[Start MATERIAL FOR THE TASK]

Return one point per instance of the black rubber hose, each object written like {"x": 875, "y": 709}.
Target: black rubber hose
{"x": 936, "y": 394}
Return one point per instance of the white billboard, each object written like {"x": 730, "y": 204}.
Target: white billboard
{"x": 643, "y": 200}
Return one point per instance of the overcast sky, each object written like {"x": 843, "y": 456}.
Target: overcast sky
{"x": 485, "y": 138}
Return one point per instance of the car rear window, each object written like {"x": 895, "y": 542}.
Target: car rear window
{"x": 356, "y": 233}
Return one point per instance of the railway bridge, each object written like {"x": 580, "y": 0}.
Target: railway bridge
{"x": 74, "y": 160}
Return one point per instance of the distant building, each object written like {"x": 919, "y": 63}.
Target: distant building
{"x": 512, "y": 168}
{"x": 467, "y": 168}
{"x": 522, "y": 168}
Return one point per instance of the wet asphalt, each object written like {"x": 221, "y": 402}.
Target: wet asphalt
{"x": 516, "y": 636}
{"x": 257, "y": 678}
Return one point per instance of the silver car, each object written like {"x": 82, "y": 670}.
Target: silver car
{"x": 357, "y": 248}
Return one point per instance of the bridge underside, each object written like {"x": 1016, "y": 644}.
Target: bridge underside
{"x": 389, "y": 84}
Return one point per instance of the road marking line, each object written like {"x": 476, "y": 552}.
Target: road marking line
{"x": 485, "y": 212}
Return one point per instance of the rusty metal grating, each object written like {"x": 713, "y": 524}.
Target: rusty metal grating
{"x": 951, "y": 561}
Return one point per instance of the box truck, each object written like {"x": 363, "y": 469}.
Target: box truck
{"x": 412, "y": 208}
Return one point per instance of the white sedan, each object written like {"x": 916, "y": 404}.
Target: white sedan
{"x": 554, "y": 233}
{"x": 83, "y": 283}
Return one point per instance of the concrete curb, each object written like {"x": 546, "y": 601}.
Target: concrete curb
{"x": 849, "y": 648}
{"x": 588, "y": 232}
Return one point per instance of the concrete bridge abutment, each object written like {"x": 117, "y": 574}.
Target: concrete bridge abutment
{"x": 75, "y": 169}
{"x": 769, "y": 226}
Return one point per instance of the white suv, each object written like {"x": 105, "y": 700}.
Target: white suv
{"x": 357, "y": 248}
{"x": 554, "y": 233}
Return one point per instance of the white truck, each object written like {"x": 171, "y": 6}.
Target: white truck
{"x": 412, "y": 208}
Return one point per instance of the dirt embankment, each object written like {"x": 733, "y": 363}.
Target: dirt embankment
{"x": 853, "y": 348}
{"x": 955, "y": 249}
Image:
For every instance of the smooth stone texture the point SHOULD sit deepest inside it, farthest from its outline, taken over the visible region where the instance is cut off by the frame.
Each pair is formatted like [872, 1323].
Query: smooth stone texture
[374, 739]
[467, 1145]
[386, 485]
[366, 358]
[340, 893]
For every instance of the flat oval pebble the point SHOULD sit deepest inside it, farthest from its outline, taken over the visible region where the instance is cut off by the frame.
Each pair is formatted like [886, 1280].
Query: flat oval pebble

[End MATERIAL FOR THE TASK]

WORK TO BE COMPLETED
Reproduce the entries above in full by retyping them exactly.

TASK RESULT
Return one point per instance of the black rubber hose, each object written like {"x": 875, "y": 709}.
Target: black rubber hose
{"x": 936, "y": 394}
Return one point per instance of the white billboard, each object written like {"x": 730, "y": 204}.
Target: white billboard
{"x": 643, "y": 200}
Return one point per instance of the overcast sky, each object written like {"x": 843, "y": 456}.
Target: overcast sky
{"x": 485, "y": 138}
Return one point per instance of the car rear window, each object written like {"x": 895, "y": 542}.
Target: car rear window
{"x": 356, "y": 233}
Return one point per instance of the railway bridge, each object written like {"x": 580, "y": 0}.
Target: railway bridge
{"x": 74, "y": 160}
Return one point per instance of the distant building, each object written like {"x": 919, "y": 63}.
Target: distant building
{"x": 512, "y": 168}
{"x": 467, "y": 168}
{"x": 522, "y": 168}
Return one point per instance of the wet asphalt, each object written like {"x": 221, "y": 402}.
Target: wet asphalt
{"x": 516, "y": 636}
{"x": 257, "y": 678}
Return one point per instance of the silver car, each object written like {"x": 82, "y": 670}.
Target: silver car
{"x": 357, "y": 248}
Return one point per instance of the bridge underside, each object written like {"x": 1016, "y": 644}.
Target: bridge underside
{"x": 389, "y": 84}
Return one point per instance of the road marking line, each object written like {"x": 476, "y": 552}.
Target: road marking line
{"x": 485, "y": 212}
Return one point per instance of the rusty metal grating, each object written like {"x": 713, "y": 524}.
Target: rusty metal grating
{"x": 951, "y": 561}
Return one point per instance of the box truck, each object written like {"x": 363, "y": 469}.
Target: box truck
{"x": 412, "y": 208}
Return one point per instance of the white sedan, each object written like {"x": 916, "y": 404}.
Target: white sedan
{"x": 554, "y": 233}
{"x": 83, "y": 283}
Return one point per instance of the concrete curb, each object written like {"x": 546, "y": 601}.
Target: concrete curb
{"x": 849, "y": 648}
{"x": 588, "y": 232}
Return one point per instance of the concrete bridge abutment, each object written like {"x": 117, "y": 574}.
Target: concrete bridge abutment
{"x": 75, "y": 169}
{"x": 769, "y": 226}
Return one point per instance of the white suv, each object written like {"x": 105, "y": 700}.
Target: white suv
{"x": 357, "y": 248}
{"x": 554, "y": 233}
Return one point per instance of the white truck, each object written like {"x": 171, "y": 6}.
Target: white truck
{"x": 412, "y": 208}
Return one point per instance of the dirt embankment, each object written like {"x": 733, "y": 363}.
Target: dirt embankment
{"x": 853, "y": 348}
{"x": 955, "y": 249}
Image:
For every instance of the smooth stone texture the point SHOULD sit deepest inside it, farthest from its outline, taken over the visible region where the instance is cut off by the frame.
Each pair is formatted like [872, 1323].
Query: smooth stone texture
[374, 739]
[467, 1145]
[386, 485]
[366, 358]
[340, 893]
For every instance of the flat oval pebble the point SHOULD sit deepest inside it, farthest from its outline, taken over the visible region where the instance is cut off by the frame.
Each pair is formatted like [886, 1280].
Query: flat oval pebble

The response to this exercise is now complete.